REQUIRED ACTION 1 => In the Christian Klucker biography, explain in one to three sentences how the Lyskamm entry differs from the other first ascents listed.
REQUIRED ACTION 2 =>
Answer from the Christian Klucker biography:
(a) What was Klucker's nationality and profession?
(b) On what date did he make the first ascent of the north-east face of Piz Roseg?
(c) Which feature of Piz Bernina did he climb on 18 June 1890?
REQUIRED ACTION 3 => Pick up the Christian Klucker biography after its last listed ascent and continue it.

Christian Klucker (28 September 1853 – 21 December 1928) was a Swiss mountain guide who made many first ascents in the Alps, particularly in the Bernina Range, the Bregaglia and the Pennine Alps.

Among his first ascents were:
- Gurgel (couloir) on the north-east face of Piz Bernina on 18 June 1890 (with Ludwig Norman-Neruda)
- The north-west face of Piz Scerscen on 9 July 1890 (with L. Norman-Neruda)
- The north-east face of Piz Roseg on 16 July 1890 (with L. Norman-Neruda)
- The east-north-east ridge of the Ober Gabelhorn on 1 August 1890 (with L. Norman-Neruda)
- 'Norman-Neruda route' on the north-east face of Lyskamm on 9 August 1890 (with L. Norman-Neruda and J. Reinstadler)

STORED DATA =>
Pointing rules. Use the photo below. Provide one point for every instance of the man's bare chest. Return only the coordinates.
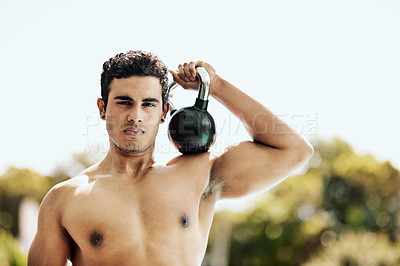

EXPECTED OUTPUT 1 => The Lyskamm entry is the only one with a named route, the 'Norman-Neruda route' on the north-east face. It is also the only ascent made with a second companion, J. Reinstadler, alongside L. Norman-Neruda.

EXPECTED OUTPUT 2 =>
(a) He was a Swiss mountain guide.
(b) 16 July 1890.
(c) The Gurgel couloir on the north-east face.

EXPECTED OUTPUT 3 =>
- Nadelgrat from the Hohberghorn to the Lenzspitze in 1892
- Peuterey ridge to the summit of Mont Blanc via a couloir on the Brenva face on 15–19 August 1893 (with Paul Güssfeldt, Emile Rey and César Ollier)
- The west-south-west ridge of Piz Badile on 14 June 1897 (with Anton von Rydzewski and M. Barbaria)
- First traverse from the Italian side of the Porta da Roseg on Piz Roseg on 21 June 1898 (with M. Barbaria)

Klucker appeared as the character Otto Spring (a guide) in the 1929 mountain film, The White Hell of Pitz Palu, directed by Arnold Fanck.